> Extracted text:
Four undergraduates have received the Pfizer Award from the Society of Toxicology (SOT), which will support their registration, lodging, ground transportation, food and travel to the society’s annual meeting in March in Anaheim, California. Each of the 21 national winners will present their honors thesis research at the conference.
Alexander Suvorov, an advisor to two of the four, says the student success is truly remarkable: “All students who received this award are doing research in the laboratories of faculty of the Environmental Health Sciences Department. Our department consists of just eight faculty yet we received four Pfizer awards given by the largest toxicological organization in the world to applicants from the whole world. The SOT meeting is the biggest toxicological forum in the world attracting 7,000 to 8,000 participants every year,” he adds. “The fact that four out of 21 awards went to UMass Amherst really puts us on the world toxicological map. We should not underestimate the honor and value of this fact.”
The four are Emily Severance, a senior undergraduate Commonwealth Honors College student from Chelmsford who is a double major in biochemistry and molecular biology and psychology who is conducting independent research in Alicia Timme-Laragy’s laboratory; Joseph McGaunn of Topsfield who is double majoring in biochemistry/molecular biology and psychology, and also completing an integrated concentration in science through the UMass iCons program and conducting research in Suvorov’s lab; Menna Teffera also of Topsfield, a Commonwealth Honors College student majoring in public health and also conducting research in the Suvorov lab; and Christopher W. Clark of Westfield, a senior Commonwealth Honors College student in Timme-Laragy’s lab with a double major in environmental science and STEM German.

> Provided material:
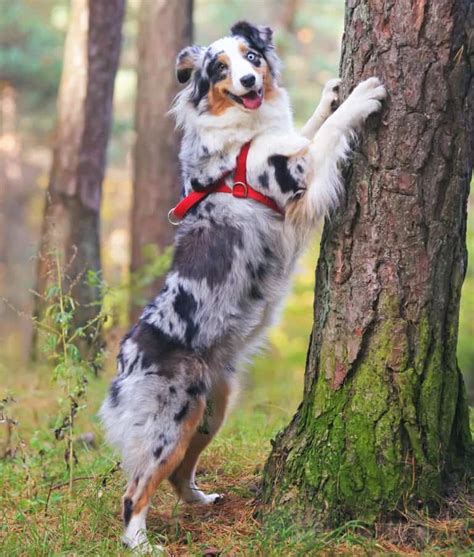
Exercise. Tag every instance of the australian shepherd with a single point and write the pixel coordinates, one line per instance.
(179, 366)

> Required actions:
**a.** Answer these from the text on the Pfizer Awards:
(i) In which city will the society's annual meeting take place?
(ii) How many faculty does the Environmental Health Sciences Department have?
(iii) In whose laboratory is Menna Teffera doing research?
**b.** Write a short continuation of the text on the Pfizer Awards, picking up after its last sentence.
The lines play no part in this exercise.

> Expected outputs:
**a.**
(i) Anaheim, California
(ii) Eight
(iii) Alexander Suvorov's

**b.**
Each of the 21 recipients nationwide will be matched with a Pfizer scientist as a mentor at the meeting and will be recognized at a special breakfast hosted by the company.
Timme-Laragy says, “These awards are a distinguished honor for our students and an indication of the high-quality, nationally competitive research that our undergraduates are doing in toxicology here at UMass.” She also expressed appreciation for research grants to the students from Commonwealth Honors College that supported their independent studies.
Suvorov says, “I am very proud for the group of student recipients. Their motivation, hard work and intellectual curiosity was recognized by a very prestigious award from the most respected toxicological society in the world. I am also proud of our small and young department which attracted almost 25% of all awards distributed internationally.”
In recognizing the students’ accomplishments, the society’s Faculty United for Toxicology Undergraduate Recruitment and Education (FUTURE) Committee says it had “a large number of very impressive applications to review, and your selection is quite an accomplishment. The Society of Toxicology is extremely pleased that Pfizer initiated this program to encourage and support your involvement in scientific research for the benefit of human and environmental health.”